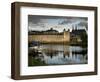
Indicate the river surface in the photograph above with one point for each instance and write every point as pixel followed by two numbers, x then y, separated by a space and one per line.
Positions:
pixel 50 54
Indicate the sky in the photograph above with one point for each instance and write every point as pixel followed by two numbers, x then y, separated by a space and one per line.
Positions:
pixel 42 23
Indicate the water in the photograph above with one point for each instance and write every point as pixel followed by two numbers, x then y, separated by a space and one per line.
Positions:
pixel 50 54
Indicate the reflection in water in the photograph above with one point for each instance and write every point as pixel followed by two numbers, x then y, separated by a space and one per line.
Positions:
pixel 49 54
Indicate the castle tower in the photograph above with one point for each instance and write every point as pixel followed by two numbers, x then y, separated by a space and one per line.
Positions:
pixel 66 35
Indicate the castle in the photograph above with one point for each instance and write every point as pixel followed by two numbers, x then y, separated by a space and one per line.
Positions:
pixel 49 36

# # # # # # #

- **HOW TO COMPLETE THIS TASK**:
Keep every word of the material exactly as given. Drop the pictures.

- **YOUR SOLUTION**:
Indicate the river surface in the photograph above with one point for each instance and write every point as pixel followed by two numbers, x then y, separated by a space and one per line.
Positions:
pixel 50 54
Indicate the sky in the photograph above with one point for each instance and write every point as pixel followed by two numbers, x then y, separated by a space and one per line.
Positions:
pixel 42 23
Indicate the water in the photograph above with one point for each instance and write every point as pixel followed by two numbers, x then y, separated by a space and one per line.
Positions:
pixel 50 54
Indicate the reflection in water in the photograph above with one point for each instance and write every point as pixel followed by two numbers, x then y, separated by a space and one per line.
Positions:
pixel 49 54
Indicate the castle tower in the photograph above with one point for each instance and write every point as pixel followed by two numbers, x then y, separated by a space and one per line.
Positions:
pixel 66 35
Indicate the castle in the photograph above with one point for each instance and write every point as pixel followed by two numbers, x then y, separated by a space and one per line.
Positions:
pixel 49 36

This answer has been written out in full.